_TASK TO COMPLETE_.
Could you retype the data, unchanged, starting at the line containing "Task: point at every instance of the window glass, one" and continuing through the final line of the data, with both of those lines included?

_ENTRIES PROVIDED_.
┌──
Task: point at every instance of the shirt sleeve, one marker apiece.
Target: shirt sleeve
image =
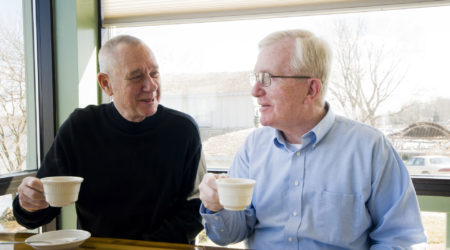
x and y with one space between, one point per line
393 204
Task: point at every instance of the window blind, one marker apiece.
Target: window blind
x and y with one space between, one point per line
147 12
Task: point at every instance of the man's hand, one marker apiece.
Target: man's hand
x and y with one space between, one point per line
31 194
208 191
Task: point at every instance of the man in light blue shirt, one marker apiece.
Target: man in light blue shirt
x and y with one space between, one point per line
322 181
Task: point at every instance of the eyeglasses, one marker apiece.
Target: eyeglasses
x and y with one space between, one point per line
266 79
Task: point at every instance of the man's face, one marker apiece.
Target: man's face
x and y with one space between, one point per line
281 103
135 82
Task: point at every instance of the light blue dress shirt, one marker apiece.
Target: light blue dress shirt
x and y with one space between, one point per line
346 188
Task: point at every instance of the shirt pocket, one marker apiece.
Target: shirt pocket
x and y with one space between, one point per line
338 216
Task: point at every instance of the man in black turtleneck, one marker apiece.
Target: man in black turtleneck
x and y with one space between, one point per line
139 160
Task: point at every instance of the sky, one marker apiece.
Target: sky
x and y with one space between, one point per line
419 38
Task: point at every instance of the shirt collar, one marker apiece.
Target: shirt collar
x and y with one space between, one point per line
315 135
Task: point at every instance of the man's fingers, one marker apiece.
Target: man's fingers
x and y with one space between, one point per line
208 192
31 194
34 183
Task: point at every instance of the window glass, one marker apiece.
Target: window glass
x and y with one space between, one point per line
396 58
17 101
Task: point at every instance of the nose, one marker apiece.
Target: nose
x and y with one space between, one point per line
257 89
150 84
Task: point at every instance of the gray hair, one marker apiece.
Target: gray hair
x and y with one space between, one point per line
106 58
312 56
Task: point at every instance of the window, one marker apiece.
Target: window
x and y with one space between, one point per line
26 94
396 54
399 55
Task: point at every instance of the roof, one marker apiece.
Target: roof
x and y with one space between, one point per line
└──
_WORKED SOLUTION_.
Task: point at every instance of the window glass, one marker apiece.
Target: window glass
x and y with one space between, one point per line
396 58
17 101
Task: point at every instance of the nose, one marker apiece.
Target: nose
x and y with one space between, one point per line
257 89
150 84
Task: point at every instance of the gray hair, one marker apiece.
Target: gray hair
x and y with one space between, one point per line
106 58
312 56
Task: point at every instance of the window, one marker apiece.
Target: window
x and y with one space between, one point per line
26 94
396 54
399 55
Task: point at every instance of the roof, one marker apiece.
Target: roof
x and y with one space between, one point per line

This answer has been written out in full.